正文:

§

问题
I have a data frame that is 200 rows by 6 columns. I am interested in computing the total times that a value in Col A is less than a specific number. The number can be hard coded. I do not know where to begin...
回答1:
For a slightly more complex problem, use the "which" to tell the "sum" where to sum: if DF is the data frame:
Ozone Solar.R Wind Temp Month Day
1 41 190 7.4 67 5 1
2 97 267 6.3 92 7 8
3 97 272 5.7 92 7 9
Example: sum the values of Solar.R (Column 2) where Column1 or Ozone>30 AND Column 4 or Temp>90
sum(DF[which(DF[,1]>30 & DF[,4]>90),2])
回答2:
To count how many values are below some number you could use ?sum
sum( df$columnA < NUMBER )
回答3:
Just using sum on your condition will work. Logical values get converted to 0 for FALSE and 1 for TRUE so summing over a logical tells you how many values are TRUE.
dat <- as.data.frame(matrix(1:36,6,6))
colnames(dat) <- paste0("Col", LETTERS[1:6])
dat$ColA
# [1] 1 2 3 4 5 6
dat$ColA < 3
# [1] TRUE TRUE FALSE FALSE FALSE FALSE
sum(dat$ColA < 3)
# [1] 2
回答4:
While the answer sum( df$columnA < NUMBER ) is correct it might be better to expand on it a little.
Say if you'd like to sum the values instead of counting you could use:
sum(df[df$columnA < Number,]$columnA)
Or if there is NA values use:
sum(df[df$columnA < Number,]$columnA, na.rm=TRUE)sum(df[(df$columnA < Number)&(!is.na(df$columnA)),]$columnA)
Basically what happens there is that you create a boolean vector of columnA which has TRUE/FALSE based on your conditional. Then you're taking a subset of the original dataframe and using it in this case to do summation of columnA.

§

数据集中列出的条目:
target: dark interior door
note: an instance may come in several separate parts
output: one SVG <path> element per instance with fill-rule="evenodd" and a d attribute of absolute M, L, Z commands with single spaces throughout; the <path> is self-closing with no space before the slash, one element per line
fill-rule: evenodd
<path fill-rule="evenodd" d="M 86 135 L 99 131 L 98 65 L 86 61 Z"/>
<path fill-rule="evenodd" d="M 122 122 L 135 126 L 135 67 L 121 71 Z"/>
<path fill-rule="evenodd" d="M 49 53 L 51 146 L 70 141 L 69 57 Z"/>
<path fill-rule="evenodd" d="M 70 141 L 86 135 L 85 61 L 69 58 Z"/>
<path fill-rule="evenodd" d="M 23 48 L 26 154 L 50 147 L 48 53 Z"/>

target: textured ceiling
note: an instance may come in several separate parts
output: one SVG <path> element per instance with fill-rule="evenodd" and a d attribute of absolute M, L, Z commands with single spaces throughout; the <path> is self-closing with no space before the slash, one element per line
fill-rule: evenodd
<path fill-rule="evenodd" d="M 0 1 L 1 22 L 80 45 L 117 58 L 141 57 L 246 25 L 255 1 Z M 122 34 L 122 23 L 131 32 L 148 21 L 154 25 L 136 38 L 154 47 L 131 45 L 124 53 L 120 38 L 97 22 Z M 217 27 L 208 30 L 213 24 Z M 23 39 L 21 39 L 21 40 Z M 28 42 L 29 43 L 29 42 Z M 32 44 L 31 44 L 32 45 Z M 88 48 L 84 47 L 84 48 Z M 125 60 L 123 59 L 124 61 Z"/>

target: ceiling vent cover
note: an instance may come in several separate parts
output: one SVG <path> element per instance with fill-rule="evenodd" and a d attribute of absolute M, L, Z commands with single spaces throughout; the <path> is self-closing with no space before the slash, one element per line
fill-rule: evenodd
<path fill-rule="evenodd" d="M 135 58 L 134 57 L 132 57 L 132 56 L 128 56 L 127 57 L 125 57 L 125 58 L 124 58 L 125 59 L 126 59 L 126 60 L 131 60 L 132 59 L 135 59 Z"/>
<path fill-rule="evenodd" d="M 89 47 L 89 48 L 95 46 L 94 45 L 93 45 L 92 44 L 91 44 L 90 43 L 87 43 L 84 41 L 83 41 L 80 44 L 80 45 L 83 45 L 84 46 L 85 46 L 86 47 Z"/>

§

待办任务:
**1.** 根据该帖回答下列问题：
(a) 提问者的数据框有多少行、多少列？
(b) 回答1 的示例对哪一列的值求和？
(c) 回答3 中，sum(dat$ColA < 3) 的结果是多少？
**2.** 按该帖回答3 的说法，为什么直接对条件使用 sum 就能数出满足条件的值有多少个？
**3.** 返回该帖中从“Or if there”起到“summation of columnA.”为止的那一段原文，一字不改。

逐题解答:
**1.**
(a) 200 行、6 列。
(b) Solar.R（第 2 列）。
(c) 2。

**2.** 逻辑值在求和时会被转换成数字：FALSE 为 0，TRUE 为 1。因此对一个逻辑向量求和，得到的就是其中 TRUE 的个数。

**3.**
Or if there is NA values use:
sum(df[df$columnA < Number,]$columnA, na.rm=TRUE)sum(df[(df$columnA < Number)&(!is.na(df$columnA)),]$columnA)
Basically what happens there is that you create a boolean vector of columnA which has TRUE/FALSE based on your conditional. Then you're taking a subset of the original dataframe and using it in this case to do summation of columnA.